_Что сделать:_
A. Ответьте на вопросы по тексту о взятии Парижа:
(i) Какого года Венский конгресс упомянут в тексте?
(ii) На какие две страны в 1830 году разделилось Королевство Нидерландов?
(iii) Какую дату законопроект 2013 года предлагал включить в список дней воинской славы России?
B. Продолжите текст о взятии Парижа, начав сразу после его последнего предложения.

_Исходный текст:_

□ □ □ □ □ □ □

Фото: Фото предоставлено М. Золотаревым Карл Филипп Шварценберг (1771–1820), австрийский фельдмаршал и генералиссимус времен Наполеоновских войн
Трехлетний путь, проделанный Россией в 1812–1814 годах, — разве он не напоминает дорогу, которую мы осилили в 1941–1945-м? От собственной границы — до Москвы, потом обратно — к Неману, затем — через польские, чешские, германские земли к границам французским. Враг был другой, потому и шли не на Берлин, а на Париж. Но общая логика событий просматривается. И шли, как в Великую Отечественную, не одни: с союзниками.
Результат, полученный после Венского конгресса 1815 года, по своим масштабам для европейского мира ничуть не уступает результатам, достигнутым после разгрома Третьего рейха. Все насильственно добытое Бонапартом было изъято и возвращено прежним хозяевам. Создались предпосылки для формирования Королевства Нидерландов (в 1830 году разделилось на Голландию и Бельгию), Итальянского и Германского государств. Начался необратимый кризис в Османской империи, колонизировавшей ранее балканскую Европу, Ближний Восток и Северную Африку. Обозначилась грядущая независимость Норвегии, избавившейся от датской короны и заключившей унию со Швецией. Наконец, уровень влияния России на международной арене сравнился с британским. А в континентальной Европе ее слово стало самым весомым. Что естественным образом вернуло Англию в ее извечное по отношению к России состояние: союзничество закончилось почти на век, возобновилась глобальная интрига.
Все это к чему, собственно?
К тому, что день взятия Парижа — вовсе не мелкий штрих на живописном полотне российской истории. А вот относимся мы к нему почему-то как к случайному карандашному следу в верхнем левом углу. Еще в 2013 году два депутата Госдумы — от "Единой России" и ЛДПР — внесли в Думу законопроект: включить в список дней воинской славы России и 31 марта. Не случилось, другие депутаты не прониклись. Хотя в этом списке присутствуют хоть и славные, но куда менее значительные события. Например, победа эскадры Ушакова над турецким флотом у мыса Тендра в 1790 году. Сопоставимо по масштабам и результатам? Или все дело в том, что Париж — не Стамбул?

□ □ □ □ □ □ □

_Предоставленные сведения:_
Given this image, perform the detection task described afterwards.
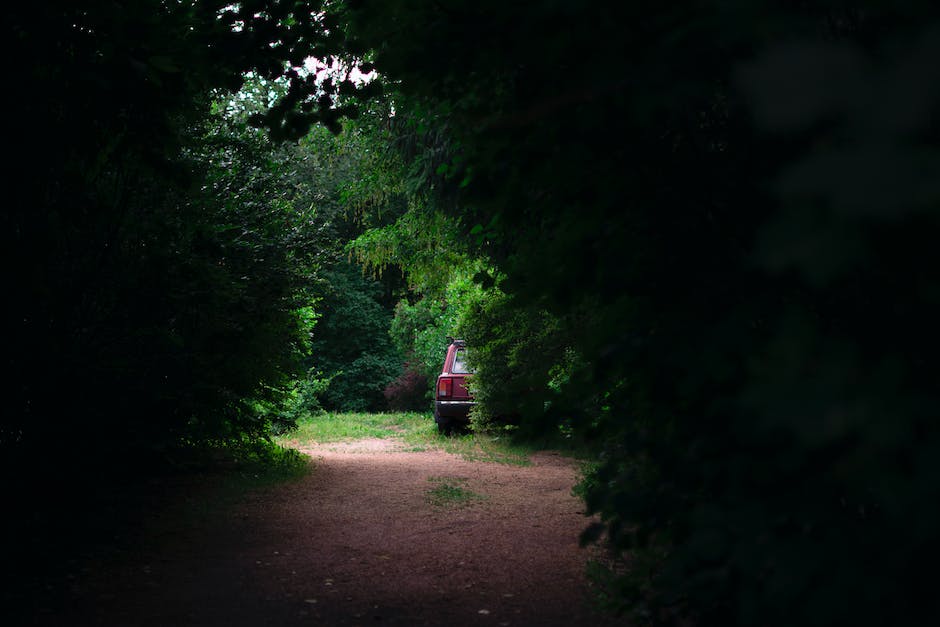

□ □ □ □ □ □ □

_Ответы к заданиям:_
A.
(i) 1815 года.
(ii) На Голландию и Бельгию.
(iii) 31 марта.

B.
Осенью 2012 года в рамках празднования победы в Отечественной войне свершилась в Государственном Историческом музее международная научная конференция "Эпоха 1812 года в судьбах России и Европы". Парижскую тему поднял... Доминик Ливен, лектор Лондонской школы экономики, "золотой" выпускник Кембриджа и коренной британец. Хотя и потомок двух светлейших князей Ливен — Христофора Андреевича и Ивана Андреевича, воевавших с Наполеоном. Первый — под Аустерлицем, второй — начиная с Прейсиш-Эйлау и заканчивая Бриенном, что в полутора сотнях верст от Парижа. Оба, к слову, кавалеры ордена Святого Георгия 3-й степени.
Фото: Фото предоставлено М. Золотаревым Битва под Бриенном. 1814 год
Так вот что сказал сей достойный англичанин, в котором течет кровь подданных русской короны: "Русские помнили только 1812 год. Думали, что 1812 год — это национальная, народная победа. 1813–1814-й — это уже вне горизонта. Очень интересно, что они забыли день падения Парижа в 1814 году, ведь это был самый славный момент в военной, дипломатической истории царской России". Все верно, правда? Странно одно. Почему все сказано в прошедшем времени? Ведь как было, так и осталось. Не желают у нас помнить день падения Парижа. Исключая малочисленные группы особо интересующихся из числа историков, военных реконструкторов да донских казаков. Как раз донцы, опять-таки в позапрошлом году, учинили конный пробег Москва — Париж о двадцати головах и устроили джигитовку в некогда наполеоновской резиденции Фонтенбло.
НА ЗАПАД ОТ РЕЙНА
Император Александр Павлович не был чужд эффектных поступков, носивших вторые смыслы. Армии союзников по VI антинаполеоновской коалиции после победы в Битве народов под Лейпцигом остаток 1813 года простояли на немецком, восточном берегу Рейна. Англичане и австрийцы не слишком стремились к продолжению войны. Вплоть до 1 декабря воевали дипломаты. В конце концов давление русского царя, поддержанного прусским королем, привело к решению — воевать до полной победы. В разных местах водную границу с Францией пересекло около 200 тысяч солдат. Сам Александр с русской гвардией переправился 1 января. Начинать — так с первого!
Русские генералы, чьи части были ударными во всех группировках союзников, на высшие командные посты по-прежнему не приглашались. Силезской армией продолжил командовать пруссак Блюхер, Главной, прежде называвшейся Богемской, — австриец Шварценберг. Но неформальное влияние Александра I на обоих фельдмаршалов и на их штабы вполне уравновешивало создавшийся баланс в управлении.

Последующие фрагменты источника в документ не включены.